▶ _The problem_
Retype every entry word for word.
** Opening Task material block **
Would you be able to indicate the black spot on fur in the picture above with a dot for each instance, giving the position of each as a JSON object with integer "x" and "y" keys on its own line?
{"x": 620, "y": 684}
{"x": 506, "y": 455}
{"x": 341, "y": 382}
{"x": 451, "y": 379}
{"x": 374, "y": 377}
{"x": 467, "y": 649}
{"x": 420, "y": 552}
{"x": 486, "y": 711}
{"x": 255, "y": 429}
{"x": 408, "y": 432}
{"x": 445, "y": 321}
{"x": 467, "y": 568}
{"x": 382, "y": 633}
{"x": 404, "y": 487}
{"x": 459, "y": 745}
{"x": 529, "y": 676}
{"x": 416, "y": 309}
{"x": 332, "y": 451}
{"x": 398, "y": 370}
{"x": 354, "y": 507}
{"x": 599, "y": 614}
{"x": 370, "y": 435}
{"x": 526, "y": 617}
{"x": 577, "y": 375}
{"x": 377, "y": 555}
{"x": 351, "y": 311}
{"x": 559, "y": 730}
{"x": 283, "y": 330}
** Closing Task material block **
▶ _Response to this exercise_
Would you be able to indicate the black spot on fur in the picture above with a dot for each instance, giving the position of each as a JSON object with integer "x" and "y" keys on its own line?
{"x": 620, "y": 684}
{"x": 506, "y": 455}
{"x": 341, "y": 382}
{"x": 451, "y": 379}
{"x": 374, "y": 377}
{"x": 467, "y": 649}
{"x": 420, "y": 552}
{"x": 486, "y": 711}
{"x": 255, "y": 429}
{"x": 408, "y": 432}
{"x": 445, "y": 321}
{"x": 467, "y": 568}
{"x": 382, "y": 633}
{"x": 404, "y": 487}
{"x": 459, "y": 745}
{"x": 529, "y": 676}
{"x": 416, "y": 309}
{"x": 332, "y": 451}
{"x": 398, "y": 370}
{"x": 354, "y": 507}
{"x": 599, "y": 614}
{"x": 370, "y": 435}
{"x": 526, "y": 617}
{"x": 577, "y": 375}
{"x": 377, "y": 555}
{"x": 351, "y": 311}
{"x": 559, "y": 730}
{"x": 283, "y": 330}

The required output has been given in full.